[[ SUPPLIED INFORMATION open ]]

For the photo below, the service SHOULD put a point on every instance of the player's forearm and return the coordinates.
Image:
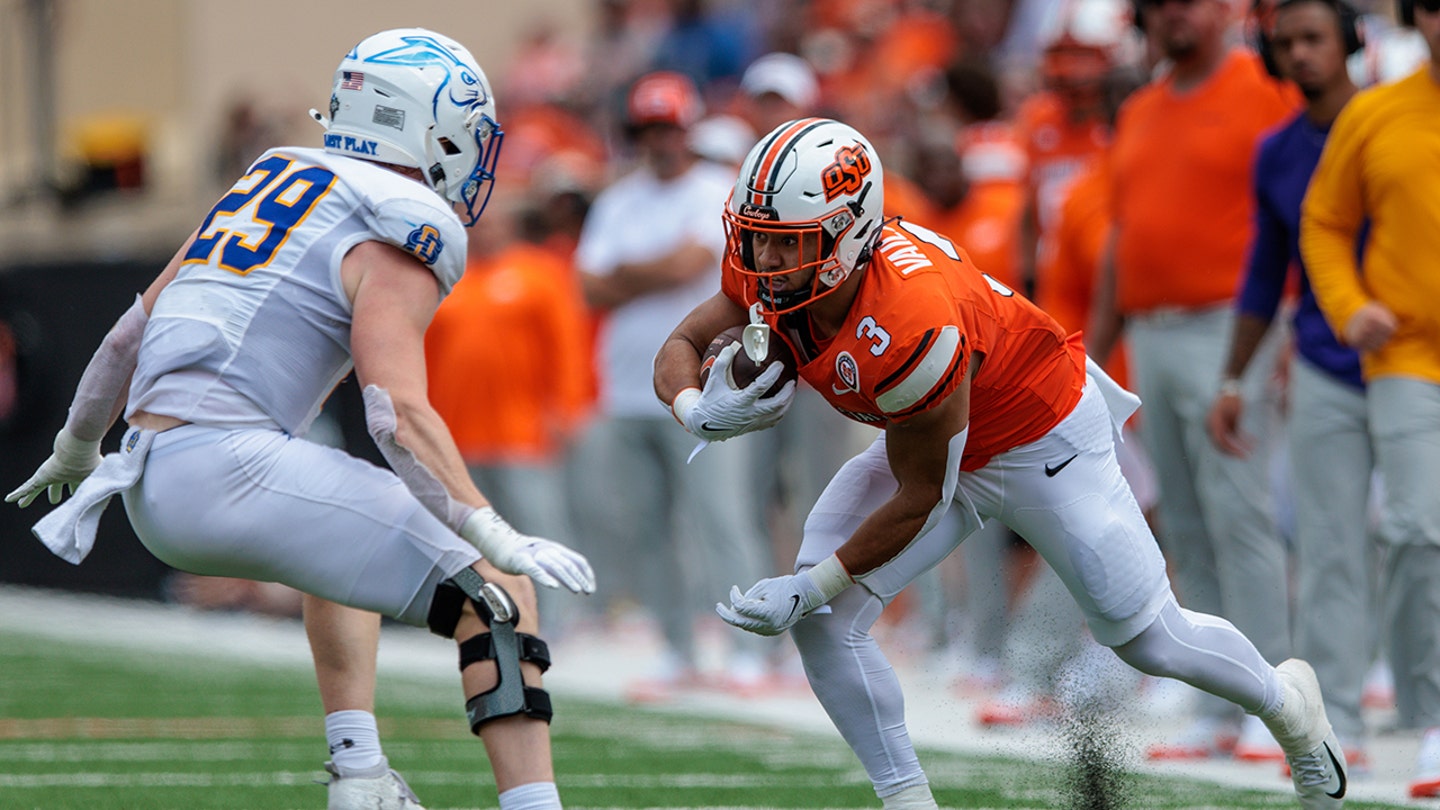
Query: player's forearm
(1329, 261)
(421, 451)
(104, 385)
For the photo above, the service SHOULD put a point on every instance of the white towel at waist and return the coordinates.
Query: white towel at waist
(1121, 402)
(69, 529)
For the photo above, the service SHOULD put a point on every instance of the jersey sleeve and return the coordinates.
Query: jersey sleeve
(930, 366)
(429, 232)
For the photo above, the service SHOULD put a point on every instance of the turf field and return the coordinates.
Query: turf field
(104, 725)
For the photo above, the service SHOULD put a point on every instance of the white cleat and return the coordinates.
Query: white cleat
(1315, 755)
(372, 789)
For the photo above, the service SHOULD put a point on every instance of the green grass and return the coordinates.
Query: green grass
(102, 728)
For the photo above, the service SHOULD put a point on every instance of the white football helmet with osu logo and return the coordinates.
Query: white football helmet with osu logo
(814, 180)
(416, 98)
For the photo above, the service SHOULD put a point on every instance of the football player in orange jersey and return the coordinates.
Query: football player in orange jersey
(984, 402)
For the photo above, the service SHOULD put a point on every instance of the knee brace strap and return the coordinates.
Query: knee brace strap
(510, 696)
(501, 644)
(483, 649)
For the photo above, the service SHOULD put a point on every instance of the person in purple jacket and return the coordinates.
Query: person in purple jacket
(1329, 444)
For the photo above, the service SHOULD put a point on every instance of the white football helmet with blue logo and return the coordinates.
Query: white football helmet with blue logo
(416, 98)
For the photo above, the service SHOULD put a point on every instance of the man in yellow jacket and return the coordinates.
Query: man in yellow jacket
(1383, 165)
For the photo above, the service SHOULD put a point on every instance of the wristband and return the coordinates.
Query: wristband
(683, 404)
(830, 577)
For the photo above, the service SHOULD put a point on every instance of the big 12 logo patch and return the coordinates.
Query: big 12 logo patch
(847, 173)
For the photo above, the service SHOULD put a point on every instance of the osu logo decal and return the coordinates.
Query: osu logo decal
(847, 173)
(848, 374)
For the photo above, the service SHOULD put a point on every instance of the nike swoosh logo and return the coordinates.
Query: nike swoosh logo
(1339, 773)
(795, 604)
(1051, 472)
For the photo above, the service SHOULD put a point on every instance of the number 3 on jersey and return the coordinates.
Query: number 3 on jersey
(252, 222)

[[ SUPPLIED INFORMATION closed ]]

ASSIGNMENT: Set each line of the records down exactly, leaving every picture out.

TASK ANSWER:
For the photo below, the service SHOULD put a point on every instance of the player's forearm and return the coordinates.
Image:
Query: player's forearm
(1329, 261)
(421, 451)
(104, 385)
For the photo above, the service SHOULD put a point on every instance of the white towel at waist and return the coordinates.
Query: white towel at waist
(1121, 402)
(69, 529)
For the photo above, the service SHOULD put a point on every instance of the jersey sleeve and return the coordinates.
Query: jersey sleeve
(930, 366)
(429, 232)
For the photo above, the service SHOULD put a point on every instance of the turf field and return the coordinates.
Query: turf field
(104, 725)
For the photo above, the service SHOULD put a point on every instance of the white cleat and return the coordinates.
Query: white cleat
(1315, 755)
(372, 789)
For the photo above, the service SHOULD put a point on every instance of the green grass and return the coordinates.
Query: green grass
(102, 728)
For the photo above, the service SHOULD put a point on every instance of the white football helmet with osu logo and return the coordinates.
Query: white football helmet with osu logo
(814, 180)
(416, 98)
For the photo above, the service SHOULD put a point on every instance of the football player in orange jersey and return the coordinates.
Query: football player in orange jersey
(984, 402)
For the photo above, the service SHOULD put a point on every instance of the knee brace strap and return the coordinates.
Query: knee brace strap
(510, 696)
(501, 644)
(483, 649)
For the photo above, the service SHOULD put a point on every instance of the person in purple jacket and return the coordinates.
Query: person in purple jacket
(1329, 444)
For the photo above, the service SHOULD put a point on every instance of the white football helmet with blue logo and return the coordinates.
Query: white football helmet with blue logo
(416, 98)
For the photo above, the service SHOULD put a point on every instance of the man in yellow jacket and return the coordinates.
Query: man in yellow jacket
(1383, 165)
For the photo above, the service SHOULD put a point on every instance of the wristband and return the coordinates.
Query: wristband
(683, 404)
(830, 577)
For the photo above, the service SHOULD put a point on every instance of the big 12 logo patch and return the coordinates.
Query: big 12 logo patch
(847, 173)
For the photo above, the service SHOULD put a point on every instance of the osu logo decal and return the coordinates.
Query: osu logo decal
(847, 173)
(848, 374)
For the photo above, the service SHOULD put a point on every instance of the nike swoosh logo and return the coordinates.
Query: nike swoosh logo
(1339, 773)
(795, 604)
(1051, 472)
For the photo above, the service SHOULD put a point on every instance of the number 3 on jersey and return the coordinates.
Query: number 3 on jersey
(252, 222)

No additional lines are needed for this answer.